## WHAT NEEDS TO BE DONE
Please write out every line of the records below word for word, leaving out the pictures.

**** DATA LINES

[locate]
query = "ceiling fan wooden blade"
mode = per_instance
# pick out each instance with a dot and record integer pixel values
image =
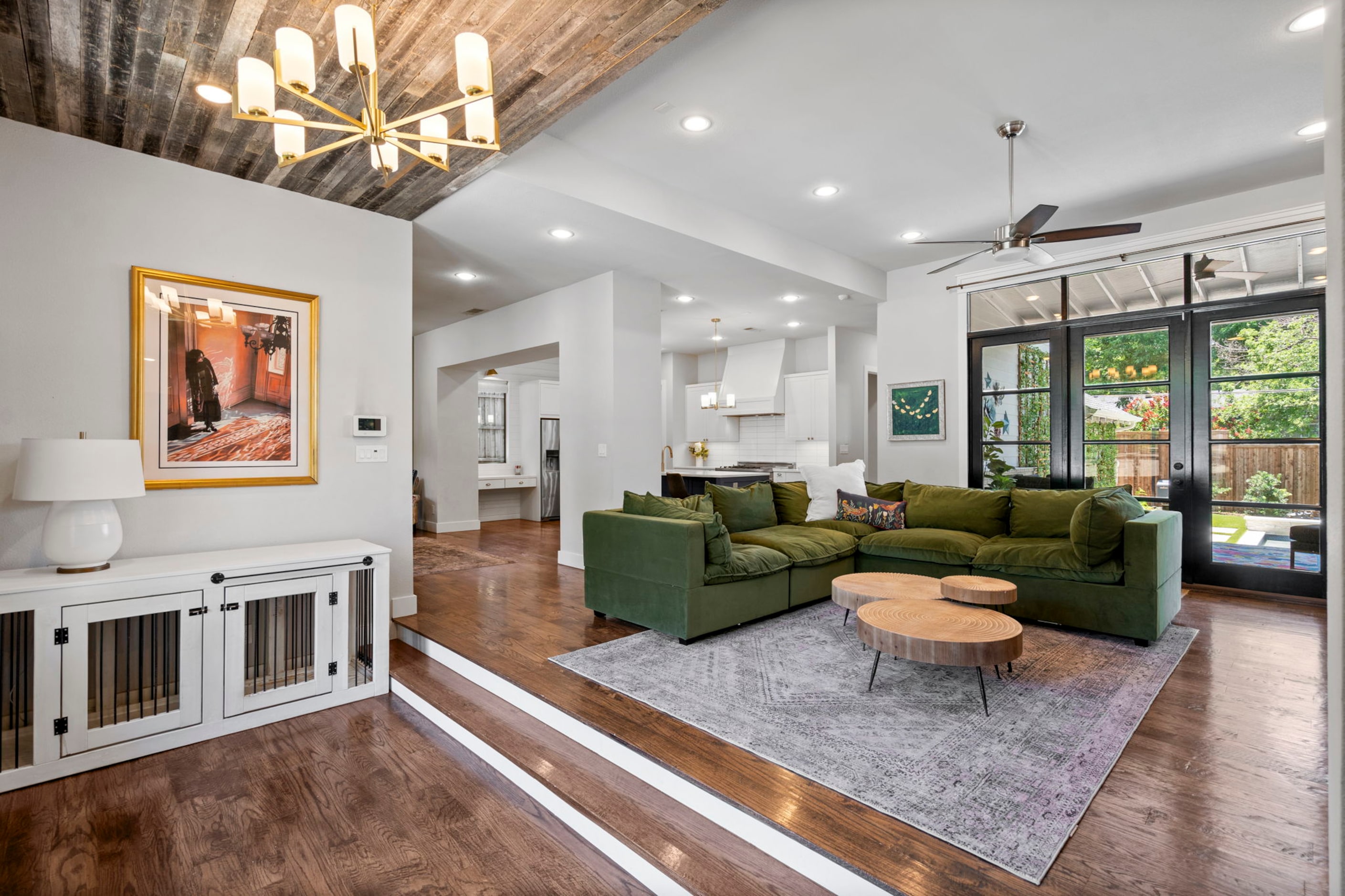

********

## EXERCISE RESPONSE
[locate]
query = "ceiling fan wooden blade"
mode = per_instance
# pick out each instance with a dot and record integer pixel values
image =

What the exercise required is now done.